- _Task data_
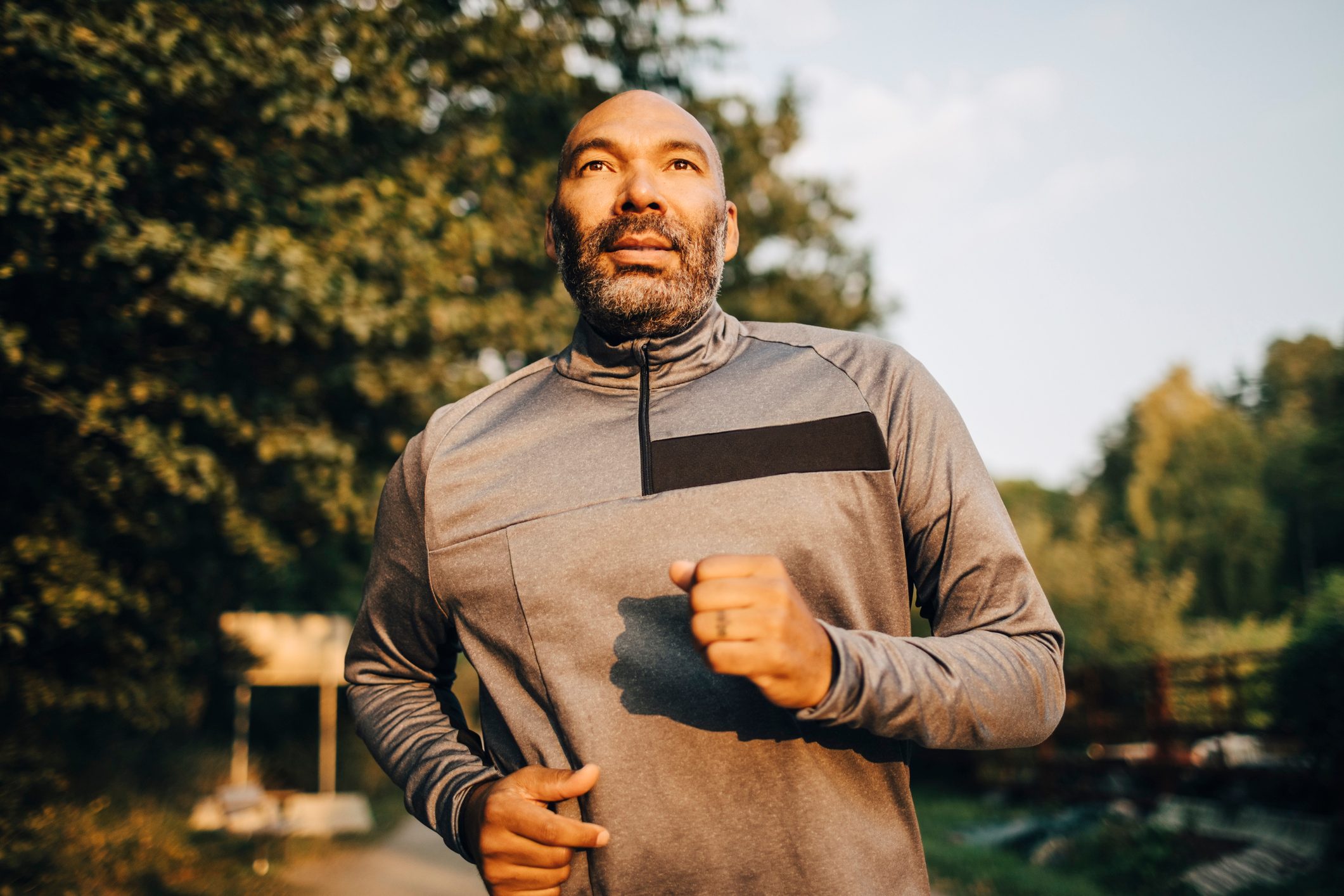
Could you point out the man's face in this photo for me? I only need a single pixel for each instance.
(640, 226)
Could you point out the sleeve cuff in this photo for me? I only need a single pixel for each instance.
(452, 837)
(845, 684)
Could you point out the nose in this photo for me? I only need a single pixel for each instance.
(640, 193)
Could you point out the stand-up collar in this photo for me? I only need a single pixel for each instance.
(705, 345)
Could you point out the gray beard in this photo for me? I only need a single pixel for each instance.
(640, 303)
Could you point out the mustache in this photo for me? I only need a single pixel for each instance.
(609, 233)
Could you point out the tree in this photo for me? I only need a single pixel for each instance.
(1113, 608)
(246, 250)
(1298, 406)
(1186, 477)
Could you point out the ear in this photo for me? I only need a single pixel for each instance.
(550, 237)
(730, 236)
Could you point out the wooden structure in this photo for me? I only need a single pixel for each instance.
(291, 651)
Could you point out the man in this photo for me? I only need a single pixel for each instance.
(681, 554)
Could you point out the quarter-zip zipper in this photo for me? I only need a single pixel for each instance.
(646, 453)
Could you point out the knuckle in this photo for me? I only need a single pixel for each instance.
(560, 857)
(490, 842)
(492, 871)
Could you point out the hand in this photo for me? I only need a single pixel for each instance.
(750, 621)
(520, 845)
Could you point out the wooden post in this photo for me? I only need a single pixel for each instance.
(327, 742)
(242, 722)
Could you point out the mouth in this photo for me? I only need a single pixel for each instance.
(641, 245)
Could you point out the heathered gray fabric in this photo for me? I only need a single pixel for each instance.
(514, 525)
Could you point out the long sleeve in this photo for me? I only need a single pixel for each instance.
(992, 676)
(401, 665)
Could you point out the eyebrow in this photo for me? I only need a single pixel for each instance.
(603, 143)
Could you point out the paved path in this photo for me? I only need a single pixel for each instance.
(410, 861)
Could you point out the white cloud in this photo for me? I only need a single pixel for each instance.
(1065, 193)
(921, 140)
(781, 25)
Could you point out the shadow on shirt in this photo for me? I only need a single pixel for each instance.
(660, 674)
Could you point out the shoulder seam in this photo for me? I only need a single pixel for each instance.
(817, 352)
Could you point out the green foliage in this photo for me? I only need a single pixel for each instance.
(1311, 680)
(1186, 477)
(1298, 405)
(245, 252)
(1113, 608)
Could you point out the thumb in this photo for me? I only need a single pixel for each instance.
(556, 785)
(682, 574)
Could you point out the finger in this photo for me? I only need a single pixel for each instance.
(501, 843)
(682, 574)
(739, 566)
(556, 785)
(726, 625)
(741, 658)
(547, 828)
(727, 594)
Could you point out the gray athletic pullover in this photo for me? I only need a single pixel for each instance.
(532, 523)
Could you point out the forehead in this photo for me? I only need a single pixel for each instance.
(639, 127)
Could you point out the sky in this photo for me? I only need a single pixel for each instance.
(1070, 198)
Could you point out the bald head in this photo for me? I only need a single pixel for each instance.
(640, 110)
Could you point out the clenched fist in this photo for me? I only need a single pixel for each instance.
(520, 845)
(750, 621)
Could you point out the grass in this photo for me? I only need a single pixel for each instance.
(959, 869)
(1113, 857)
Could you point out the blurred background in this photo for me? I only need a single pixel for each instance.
(248, 249)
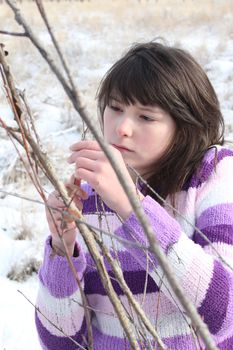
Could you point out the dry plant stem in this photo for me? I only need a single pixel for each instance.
(44, 164)
(53, 324)
(29, 113)
(87, 235)
(12, 33)
(55, 43)
(119, 276)
(168, 205)
(191, 311)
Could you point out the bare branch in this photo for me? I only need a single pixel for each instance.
(13, 33)
(151, 236)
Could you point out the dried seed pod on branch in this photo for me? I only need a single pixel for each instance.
(88, 236)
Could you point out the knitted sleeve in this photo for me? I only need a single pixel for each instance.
(207, 281)
(59, 300)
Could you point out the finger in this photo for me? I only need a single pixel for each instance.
(84, 153)
(88, 176)
(92, 145)
(54, 201)
(75, 191)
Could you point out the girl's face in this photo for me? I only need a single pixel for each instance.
(141, 133)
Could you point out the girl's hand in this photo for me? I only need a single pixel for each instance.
(93, 167)
(60, 224)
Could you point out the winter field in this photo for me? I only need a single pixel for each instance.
(92, 35)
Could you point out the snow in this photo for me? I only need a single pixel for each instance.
(92, 39)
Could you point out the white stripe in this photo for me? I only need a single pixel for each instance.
(192, 267)
(63, 312)
(219, 190)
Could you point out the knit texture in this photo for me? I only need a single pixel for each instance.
(206, 201)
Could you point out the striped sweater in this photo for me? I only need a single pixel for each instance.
(206, 201)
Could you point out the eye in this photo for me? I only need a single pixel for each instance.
(146, 118)
(115, 108)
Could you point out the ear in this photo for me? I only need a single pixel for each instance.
(2, 47)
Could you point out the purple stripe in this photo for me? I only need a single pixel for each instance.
(214, 306)
(56, 274)
(134, 279)
(227, 344)
(127, 261)
(102, 342)
(220, 233)
(217, 224)
(207, 166)
(52, 342)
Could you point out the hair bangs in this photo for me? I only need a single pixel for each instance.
(121, 83)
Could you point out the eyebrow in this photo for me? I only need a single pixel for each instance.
(115, 98)
(145, 109)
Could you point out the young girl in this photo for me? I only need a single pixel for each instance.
(161, 117)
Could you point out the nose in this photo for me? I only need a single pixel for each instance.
(124, 127)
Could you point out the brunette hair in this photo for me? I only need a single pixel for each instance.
(156, 74)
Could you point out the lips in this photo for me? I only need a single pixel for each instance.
(121, 148)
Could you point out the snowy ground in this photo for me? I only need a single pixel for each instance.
(92, 35)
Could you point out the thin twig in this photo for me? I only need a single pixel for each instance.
(13, 33)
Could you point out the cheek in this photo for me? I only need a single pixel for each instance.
(106, 126)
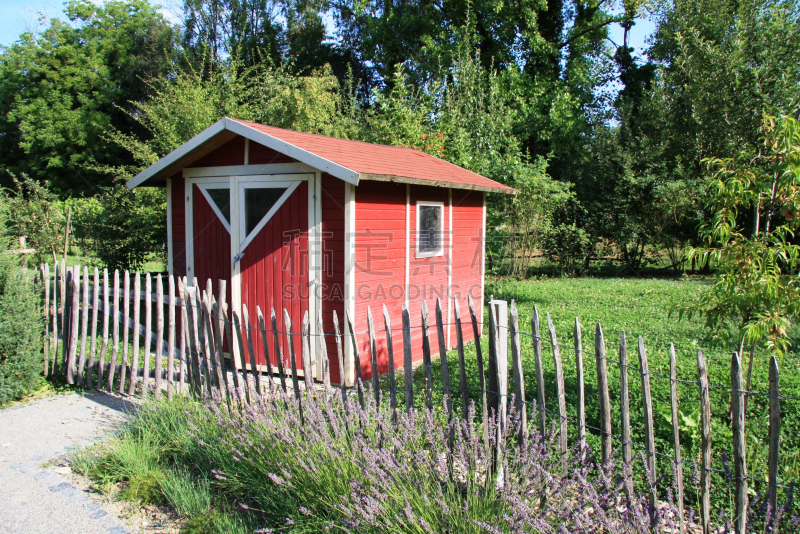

- _Short exercise_
Please lay out all of the records above as a numbered list with one line per entry, leaving out blank lines and the pictures.

- _Answer_
1. Could you point out the man's face in this photo for me? I only need a single pixel for each instance.
2. (640, 226)
3. Could you point out the sleeve cuff in this photo for me? I only need a single pixel for each instance.
4. (452, 837)
5. (845, 684)
6. Could you point out the nose in this photo for me? I only need a single pixel for each instance.
7. (640, 193)
8. Could you point out the stand-up collar in this photo for me? I only need a single pixel for each instance.
9. (705, 345)
10. Could you point out the gray beard in this photo for me? I only need a single pixel for each instance.
11. (640, 303)
12. Could you point out the mustache in this photo for me? I only need a single pixel for each instance.
13. (609, 233)
14. Could you point out the tree in this photo for me? I only need a single pixel for each instance.
15. (1113, 608)
16. (246, 250)
17. (1298, 406)
18. (1186, 477)
19. Could you point out the ear in this photo for me? I only need a single pixel for each instance.
20. (550, 237)
21. (730, 236)
22. Could you point out the wooden structure in this photo for me? I only need a single pixel for each instance.
23. (291, 651)
24. Could you point out the man in this photo for me? I only need a single pixel for each instance.
25. (681, 554)
26. Could you point out the quarter-zip zipper in this photo for me? I only need a single pixel for each instance.
27. (646, 453)
28. Could you point out the knuckle in this photo for me? I only need a single pixel for each instance.
29. (560, 857)
30. (490, 842)
31. (492, 871)
32. Could you point out the hand in this photo for me? I only need a single pixel for each instance.
33. (750, 621)
34. (520, 845)
35. Could you point out the wooden post in this photo for me? I only need a single pixel for each instance.
36. (327, 742)
37. (242, 722)
38. Could you point out the mouth in this photo for me? I only need a single pixel for each instance.
39. (641, 245)
40. Could you point out the heathered gray fabric in this photo for me? I only need a single pixel for each instance.
41. (514, 525)
42. Could you point out the long sleeve in this photo for me? I only need a single pixel for each instance.
43. (992, 676)
44. (401, 665)
45. Could you point out the eyebrow in this photo for me? I only need a single pixel for each instance.
46. (603, 143)
47. Could you point out the paved path in this photo for me? I only need a single pixel for each instance.
48. (410, 861)
49. Could you point out the white cloud in this photo for me? I only need a single pixel for each instance.
50. (1065, 193)
51. (921, 140)
52. (781, 25)
53. Could you point out the shadow on shirt in this photo for me? I only need a single pixel for each instance.
54. (660, 674)
55. Could you point out the shoulder seam in this photo for me? I only need a single pixel for each instance.
56. (817, 352)
57. Could you point out the green foliage in this photo for me? I only need a single pixel for each instance.
58. (1311, 680)
59. (1186, 477)
60. (1298, 405)
61. (245, 252)
62. (1113, 608)
63. Could you point out the thumb in this photo for me? I only need a single pixel for each instance.
64. (556, 785)
65. (682, 574)
66. Could you point out the finger in this photo for me? I only need a single pixel for each instance.
67. (501, 843)
68. (682, 574)
69. (739, 566)
70. (556, 785)
71. (726, 625)
72. (741, 658)
73. (547, 828)
74. (727, 594)
75. Could you point out the gray athletic pullover in this photo for me? I only need a single pixel for each instance.
76. (532, 523)
77. Could you point out the forehead in this photo for me? I only need a single pixel for each instance.
78. (639, 127)
79. Could you point out the sky in this photo for me? I only need a single pixel for each instance.
80. (1070, 198)
81. Could you point out the bald head in this photo for me? I only need a single pixel for each instance.
82. (640, 110)
83. Could you point out the clenched fist in this photo for me? I only need a single pixel for each instance.
84. (520, 845)
85. (750, 621)
86. Could you point out the grass in this photo for me? I only need a single pixel for each instance.
87. (959, 869)
88. (1113, 857)
89. Could you point out the blurred background in this photo for me? I only need a single pixel for each instance.
90. (248, 249)
91. Could you point out the dry plant stem in this photo for me? I only need a single pixel for each instance.
92. (44, 164)
93. (53, 324)
94. (29, 113)
95. (87, 235)
96. (12, 33)
97. (55, 43)
98. (119, 276)
99. (168, 205)
100. (191, 311)
101. Could you point out the bare branch in this photo for me? I only need a single pixel for each instance.
102. (13, 33)
103. (151, 236)
104. Could you point out the dried seed pod on branch in this photo for me? I only need a single pixel for each instance.
105. (88, 236)
106. Could you point out the knitted sleeve in this photo for me? I only need a single pixel for each instance.
107. (207, 281)
108. (59, 300)
109. Could you point out the finger in this photo for me? I only need a single pixel for each instance.
110. (84, 153)
111. (88, 176)
112. (92, 145)
113. (54, 201)
114. (75, 191)
115. Could you point out the girl's face in this photo for me? I only need a single pixel for each instance.
116. (141, 133)
117. Could you point out the girl's hand in this photo for me? I only need a single pixel for each instance.
118. (93, 167)
119. (60, 224)
120. Could you point out the winter field in this photo for me? I only need a single pixel for each instance.
121. (92, 35)
122. Could you point out the snow in this photo for me? I only need a single pixel for each instance.
123. (92, 39)
124. Could you point out the white stripe in this photo for me? I only need a single pixel for each instance.
125. (192, 267)
126. (63, 312)
127. (219, 190)
128. Could you point out the knit texture in this photo for me? I only need a single pixel for each instance.
129. (206, 201)
130. Could you point out the striped sweater in this photo for me? I only need a single pixel for each instance.
131. (206, 201)
132. Could you point out the eye in this photo for me? I only need a single pixel for each instance.
133. (146, 118)
134. (115, 108)
135. Could you point out the ear in this photo for me? I only need a single pixel for each instance.
136. (2, 47)
137. Could you point out the purple stripe in this photo for me? I only need a single pixel for each instance.
138. (214, 306)
139. (56, 274)
140. (134, 279)
141. (227, 344)
142. (127, 261)
143. (102, 342)
144. (220, 233)
145. (217, 224)
146. (207, 166)
147. (52, 342)
148. Could you point out the hair bangs in this photo for me? I only need a single pixel for each instance.
149. (121, 83)
150. Could you point out the eyebrow in this photo for me? I only need a single pixel for each instance.
151. (115, 98)
152. (145, 109)
153. Could you point out the young girl in this photo for me? I only need a single pixel for each instance.
154. (161, 117)
155. Could you point out the nose in this photo for me? I only need a single pixel for each instance.
156. (124, 127)
157. Could you point out the brunette hair in this photo for me? I only need a single pixel for each instance.
158. (156, 74)
159. Could you point out the lips in this photo for me? I only need a single pixel for each instance.
160. (121, 148)
161. Could you point out the snowy ground in this photo for me? I only need a single pixel for each instance.
162. (92, 35)
163. Could you point out the thin twig in this photo for me? I only need a single pixel for each instance.
164. (13, 33)
165. Could you point out the cheek in this photo for me? I only need a single pixel for each instance.
166. (106, 126)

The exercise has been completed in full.